Provided passage START

Tool Gated? Args Returns Raises
telegram_send_message Yes chat_id: int \| str, text: str "sent: message_id=<id>" TelegramSendBlocked

The send runs two checks in order: (1) Allowlist.permits(chat_id) — else TelegramSendBlocked("… chat … not in the allow-list"); (2) ConfirmationGate.consume(chat_id, scope=current_scope()) — else TelegramSendBlocked("… no outstanding confirmation …").

When to use it

  • A personal or ops bot that pushes notifications/answers to a known chat.
  • An always-on LazyPulse assistant reachable over Telegram, replying under per-task human approval.
  • You want a minimal dependencyhttpx only, no dispatcher/polling-loop framework competing with your own loop.

When NOT to use it

  • You need rich bot features (inline keyboards, media groups, webhooks, callback queries). Use a full bot framework and adapt it behind TelegramService if you still want the LazyTools guards.
  • Tools live in your own Python. This connector is specifically the guarded Telegram outbox; for arbitrary logic, write a plain Tool.

Example

from lazytools.connectors.telegram import TelegramClient, TelegramTools

client = TelegramClient.from_token("BOT_TOKEN")        # from @BotFather

# A bot that only ever messages your own chat: allow-list it and drop
# confirmation. Sends are still bounded to that chat id.
tools = TelegramTools(
    client,
    allowed_chat_ids=[123456789],
    require_confirmation=False,
)
from lazybridge import Agent
from lazytools.connectors.telegram import TelegramClient, TelegramTools

client = TelegramClient.from_token("BOT_TOKEN")
tools = TelegramTools(client)                          # confirmation ON, no allow-list
agent = Agent("claude-opus-4-8", tools=[tools])

# A send is blocked until you authorize exactly one:
tools.confirm_send(chat_id=987654321)                  # human-in-the-loop approval
agent("Message chat 987654321: the deploy finished")   # consumes the single grant
# Bind the grant to the approved task so a concurrent task cannot spend it.
tools.confirm_send(chat_id=987654321, task_id=task_id)
# telegram_send_message reads the active task via current_scope() and only
# consumes a grant whose scope matches.

Security & safety

  • Two independent guards. A send must pass both the chat Allowlist and the ConfirmationGate. See Safety.
  • One-shot, not sticky. Each confirm_* authorizes exactly one send and is consumed on use.
  • Task-bound grants. Under concurrency, bind a grant with task_id= so an approval for one task can never be spent by another.
  • Audit-friendly denials. TelegramSendBlocked (a PermissionError via ActionBlocked) names the chat and reason and never includes the message text.
  • Keep the bot token secret. It lives on the client, not in tool results.

Provided passage END
Exercise data START

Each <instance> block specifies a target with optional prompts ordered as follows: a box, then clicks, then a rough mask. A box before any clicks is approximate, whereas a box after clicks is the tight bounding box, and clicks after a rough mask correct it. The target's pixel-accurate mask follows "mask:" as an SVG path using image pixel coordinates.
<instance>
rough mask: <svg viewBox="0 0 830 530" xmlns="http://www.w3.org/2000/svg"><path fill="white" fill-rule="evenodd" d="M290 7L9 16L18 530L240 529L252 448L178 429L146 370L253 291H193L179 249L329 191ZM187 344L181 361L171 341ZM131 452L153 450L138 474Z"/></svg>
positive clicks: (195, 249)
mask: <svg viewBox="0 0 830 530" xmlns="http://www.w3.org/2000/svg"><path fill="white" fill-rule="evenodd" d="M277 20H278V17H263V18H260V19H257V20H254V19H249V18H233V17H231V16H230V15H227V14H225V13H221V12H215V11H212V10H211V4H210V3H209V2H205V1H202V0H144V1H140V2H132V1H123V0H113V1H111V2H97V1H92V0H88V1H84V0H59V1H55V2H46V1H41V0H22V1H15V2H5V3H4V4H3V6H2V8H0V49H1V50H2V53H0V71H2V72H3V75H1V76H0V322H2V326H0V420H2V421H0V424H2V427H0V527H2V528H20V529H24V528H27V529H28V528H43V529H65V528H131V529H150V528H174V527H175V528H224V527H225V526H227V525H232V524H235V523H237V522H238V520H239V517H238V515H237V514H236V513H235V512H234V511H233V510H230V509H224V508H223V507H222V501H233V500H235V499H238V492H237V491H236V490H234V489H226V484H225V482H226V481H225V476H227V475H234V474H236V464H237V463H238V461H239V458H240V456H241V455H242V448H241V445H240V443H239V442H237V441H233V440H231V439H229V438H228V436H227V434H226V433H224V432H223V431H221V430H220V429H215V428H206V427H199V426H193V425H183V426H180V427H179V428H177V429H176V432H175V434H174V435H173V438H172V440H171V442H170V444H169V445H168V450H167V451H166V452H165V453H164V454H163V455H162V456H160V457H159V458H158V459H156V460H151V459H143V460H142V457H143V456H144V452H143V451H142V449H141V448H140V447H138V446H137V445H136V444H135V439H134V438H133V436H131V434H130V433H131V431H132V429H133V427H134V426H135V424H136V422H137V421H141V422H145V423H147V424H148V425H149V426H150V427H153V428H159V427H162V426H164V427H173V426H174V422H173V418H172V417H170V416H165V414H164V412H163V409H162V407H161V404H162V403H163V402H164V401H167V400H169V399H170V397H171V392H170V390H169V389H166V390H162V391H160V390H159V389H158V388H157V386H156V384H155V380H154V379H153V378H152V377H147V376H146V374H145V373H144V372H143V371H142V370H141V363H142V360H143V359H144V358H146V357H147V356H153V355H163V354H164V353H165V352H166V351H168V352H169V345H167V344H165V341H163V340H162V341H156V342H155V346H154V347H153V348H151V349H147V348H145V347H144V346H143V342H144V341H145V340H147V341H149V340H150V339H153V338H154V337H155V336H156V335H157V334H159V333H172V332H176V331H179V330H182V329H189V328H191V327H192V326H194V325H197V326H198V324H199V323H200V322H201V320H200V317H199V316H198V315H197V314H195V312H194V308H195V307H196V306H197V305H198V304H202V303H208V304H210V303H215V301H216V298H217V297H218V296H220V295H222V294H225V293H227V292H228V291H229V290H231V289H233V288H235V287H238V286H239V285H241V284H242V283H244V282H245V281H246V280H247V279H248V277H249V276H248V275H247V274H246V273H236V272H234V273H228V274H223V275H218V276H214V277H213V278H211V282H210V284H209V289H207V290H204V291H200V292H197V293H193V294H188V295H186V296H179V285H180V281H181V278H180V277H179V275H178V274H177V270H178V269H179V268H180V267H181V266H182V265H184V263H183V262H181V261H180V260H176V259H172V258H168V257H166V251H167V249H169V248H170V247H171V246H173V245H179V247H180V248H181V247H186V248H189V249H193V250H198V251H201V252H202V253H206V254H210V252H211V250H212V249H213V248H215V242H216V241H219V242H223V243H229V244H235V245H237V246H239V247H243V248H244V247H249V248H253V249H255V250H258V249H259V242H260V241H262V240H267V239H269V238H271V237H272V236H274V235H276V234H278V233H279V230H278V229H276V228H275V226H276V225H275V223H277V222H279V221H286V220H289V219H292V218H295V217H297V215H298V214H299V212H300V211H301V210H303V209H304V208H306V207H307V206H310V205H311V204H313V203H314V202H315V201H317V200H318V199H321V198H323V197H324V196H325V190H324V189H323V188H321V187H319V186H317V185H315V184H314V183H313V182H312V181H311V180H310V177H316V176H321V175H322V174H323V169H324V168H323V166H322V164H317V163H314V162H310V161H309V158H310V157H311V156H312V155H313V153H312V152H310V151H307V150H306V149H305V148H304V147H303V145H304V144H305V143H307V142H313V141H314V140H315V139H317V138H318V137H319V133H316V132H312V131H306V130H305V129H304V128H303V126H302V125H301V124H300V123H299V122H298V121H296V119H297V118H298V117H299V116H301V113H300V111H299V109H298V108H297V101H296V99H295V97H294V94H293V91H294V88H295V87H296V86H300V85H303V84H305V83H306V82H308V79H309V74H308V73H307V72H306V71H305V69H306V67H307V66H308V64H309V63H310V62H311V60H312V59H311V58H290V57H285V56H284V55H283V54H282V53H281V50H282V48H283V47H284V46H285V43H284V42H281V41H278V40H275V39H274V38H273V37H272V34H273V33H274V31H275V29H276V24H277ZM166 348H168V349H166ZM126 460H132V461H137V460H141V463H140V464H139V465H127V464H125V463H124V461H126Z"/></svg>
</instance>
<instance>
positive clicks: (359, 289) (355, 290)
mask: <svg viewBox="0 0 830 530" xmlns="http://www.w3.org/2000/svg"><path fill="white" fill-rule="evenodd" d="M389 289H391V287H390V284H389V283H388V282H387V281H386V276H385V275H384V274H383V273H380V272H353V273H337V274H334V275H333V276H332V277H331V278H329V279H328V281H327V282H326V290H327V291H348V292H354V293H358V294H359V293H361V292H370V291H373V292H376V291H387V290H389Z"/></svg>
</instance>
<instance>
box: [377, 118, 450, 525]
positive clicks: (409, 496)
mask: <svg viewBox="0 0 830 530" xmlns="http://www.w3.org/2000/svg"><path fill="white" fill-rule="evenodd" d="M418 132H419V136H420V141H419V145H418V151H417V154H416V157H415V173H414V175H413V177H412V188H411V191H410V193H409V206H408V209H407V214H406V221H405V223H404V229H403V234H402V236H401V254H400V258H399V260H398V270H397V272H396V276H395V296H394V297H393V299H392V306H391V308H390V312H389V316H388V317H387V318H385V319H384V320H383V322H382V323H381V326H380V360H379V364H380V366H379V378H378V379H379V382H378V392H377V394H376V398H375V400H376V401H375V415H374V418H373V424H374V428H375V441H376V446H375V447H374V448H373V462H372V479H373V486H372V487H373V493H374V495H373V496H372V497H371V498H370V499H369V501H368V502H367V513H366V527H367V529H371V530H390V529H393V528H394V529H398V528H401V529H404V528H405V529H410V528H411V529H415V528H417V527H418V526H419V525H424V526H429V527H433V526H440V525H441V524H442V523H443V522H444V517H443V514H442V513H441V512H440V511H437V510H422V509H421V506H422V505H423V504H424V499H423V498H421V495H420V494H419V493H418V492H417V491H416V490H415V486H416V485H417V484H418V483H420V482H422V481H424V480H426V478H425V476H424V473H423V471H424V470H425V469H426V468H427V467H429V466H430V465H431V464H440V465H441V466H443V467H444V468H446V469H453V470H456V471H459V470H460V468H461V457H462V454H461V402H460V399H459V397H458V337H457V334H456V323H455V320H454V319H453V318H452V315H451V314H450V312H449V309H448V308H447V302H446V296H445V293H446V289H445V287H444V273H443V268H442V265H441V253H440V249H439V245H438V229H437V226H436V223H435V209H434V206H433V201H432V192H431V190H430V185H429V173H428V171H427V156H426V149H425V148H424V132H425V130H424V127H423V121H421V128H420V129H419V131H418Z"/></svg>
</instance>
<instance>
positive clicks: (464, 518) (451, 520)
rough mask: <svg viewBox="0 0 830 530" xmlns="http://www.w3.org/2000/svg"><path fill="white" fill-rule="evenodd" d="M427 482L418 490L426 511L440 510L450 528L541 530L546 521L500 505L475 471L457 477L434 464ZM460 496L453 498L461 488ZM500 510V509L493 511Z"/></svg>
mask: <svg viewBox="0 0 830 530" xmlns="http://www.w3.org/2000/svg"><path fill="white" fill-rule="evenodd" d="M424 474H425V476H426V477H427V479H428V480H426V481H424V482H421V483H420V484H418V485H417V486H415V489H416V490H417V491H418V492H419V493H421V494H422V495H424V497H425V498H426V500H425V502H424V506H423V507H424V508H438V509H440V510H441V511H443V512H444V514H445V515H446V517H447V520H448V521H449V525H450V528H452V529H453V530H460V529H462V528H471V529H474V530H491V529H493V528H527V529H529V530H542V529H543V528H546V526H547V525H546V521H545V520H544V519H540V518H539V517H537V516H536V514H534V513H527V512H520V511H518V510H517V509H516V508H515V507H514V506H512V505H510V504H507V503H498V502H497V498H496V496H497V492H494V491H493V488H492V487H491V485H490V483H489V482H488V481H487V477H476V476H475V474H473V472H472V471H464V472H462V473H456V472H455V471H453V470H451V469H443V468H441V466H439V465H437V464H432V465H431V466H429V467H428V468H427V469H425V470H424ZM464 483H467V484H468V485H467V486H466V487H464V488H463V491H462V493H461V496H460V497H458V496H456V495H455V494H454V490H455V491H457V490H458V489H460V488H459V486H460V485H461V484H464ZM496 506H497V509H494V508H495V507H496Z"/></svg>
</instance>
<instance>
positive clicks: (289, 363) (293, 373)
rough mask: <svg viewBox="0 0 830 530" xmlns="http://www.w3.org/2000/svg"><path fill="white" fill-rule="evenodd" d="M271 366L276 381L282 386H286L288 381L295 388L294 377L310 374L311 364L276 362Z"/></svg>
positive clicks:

Exercise data END

#### Tasks
A. Answer these questions from the Telegram connector reference:
(i) What string does telegram_send_message return?
(ii) In the first code example, which chat id is given to allowed_chat_ids?
(iii) According to the security section, what does TelegramSendBlocked name in a denial?
B. Print the Telegram connector reference between "# telegram_send_message reads" and "the message text.", inclusive.
C. Does each statement agree with the Telegram connector reference? Answer yes or no and quote the words that decide it.
(i) A single confirm_* call authorizes several sends before it is used up.
(ii) The Allowlist check runs before the ConfirmationGate check.
(iii) A TelegramSendBlocked denial includes the text of the message.
None of these lines are used in the work.

#### Task-by-task answers
A.
(i) "sent: message_id=<id>"
(ii) 123456789
(iii) The chat and the reason.

B.
# telegram_send_message reads the active task via current_scope() and only
# consumes a grant whose scope matches.

Security & safety

  • Two independent guards. A send must pass both the chat Allowlist and the ConfirmationGate. See Safety.
  • One-shot, not sticky. Each confirm_* authorizes exactly one send and is consumed on use.
  • Task-bound grants. Under concurrency, bind a grant with task_id= so an approval for one task can never be spent by another.
  • Audit-friendly denials. TelegramSendBlocked (a PermissionError via ActionBlocked) names the chat and reason and never includes the message text.

C.
(i) No: "Each confirm_* authorizes exactly one send and is consumed on use."
(ii) Yes: "The send runs two checks in order: (1) Allowlist.permits(chat_id)"
(iii) No: "names the chat and reason and never includes the message text."